* _RECORDS FOR THIS EXERCISE_
:::
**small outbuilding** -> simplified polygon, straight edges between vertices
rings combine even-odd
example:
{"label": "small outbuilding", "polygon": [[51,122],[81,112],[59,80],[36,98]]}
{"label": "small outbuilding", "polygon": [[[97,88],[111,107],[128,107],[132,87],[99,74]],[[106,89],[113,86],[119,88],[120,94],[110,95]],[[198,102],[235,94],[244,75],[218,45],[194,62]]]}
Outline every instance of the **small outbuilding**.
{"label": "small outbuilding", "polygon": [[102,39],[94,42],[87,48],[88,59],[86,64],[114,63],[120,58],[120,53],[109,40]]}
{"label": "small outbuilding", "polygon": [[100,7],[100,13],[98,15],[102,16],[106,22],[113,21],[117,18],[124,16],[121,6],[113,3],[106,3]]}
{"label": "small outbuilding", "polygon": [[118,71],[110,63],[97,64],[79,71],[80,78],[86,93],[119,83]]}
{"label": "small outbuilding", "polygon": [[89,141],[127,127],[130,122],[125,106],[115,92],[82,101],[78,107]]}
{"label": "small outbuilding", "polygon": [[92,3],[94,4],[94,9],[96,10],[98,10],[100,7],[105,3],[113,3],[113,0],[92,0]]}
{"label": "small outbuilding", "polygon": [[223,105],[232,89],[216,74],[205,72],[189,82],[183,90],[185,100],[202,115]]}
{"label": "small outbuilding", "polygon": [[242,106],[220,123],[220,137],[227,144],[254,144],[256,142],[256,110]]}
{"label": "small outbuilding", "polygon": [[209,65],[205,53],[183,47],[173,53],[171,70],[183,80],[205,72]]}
:::
* _WHAT IS BEING ASKED_
Rewrite the lines from the first one through the line with "Outline every instance", changing "small outbuilding" to "storage shed" and keeping everything else the same.

* _TASK RESULT_
**storage shed** -> simplified polygon, straight edges between vertices
rings combine even-odd
example:
{"label": "storage shed", "polygon": [[51,122],[81,112],[59,80],[36,98]]}
{"label": "storage shed", "polygon": [[[97,88],[111,107],[128,107],[132,87],[99,74]],[[106,89],[113,86],[119,88],[120,94],[110,95]],[[198,102],[235,94],[244,75],[218,45],[194,62]]]}
Outline every instance of the **storage shed**.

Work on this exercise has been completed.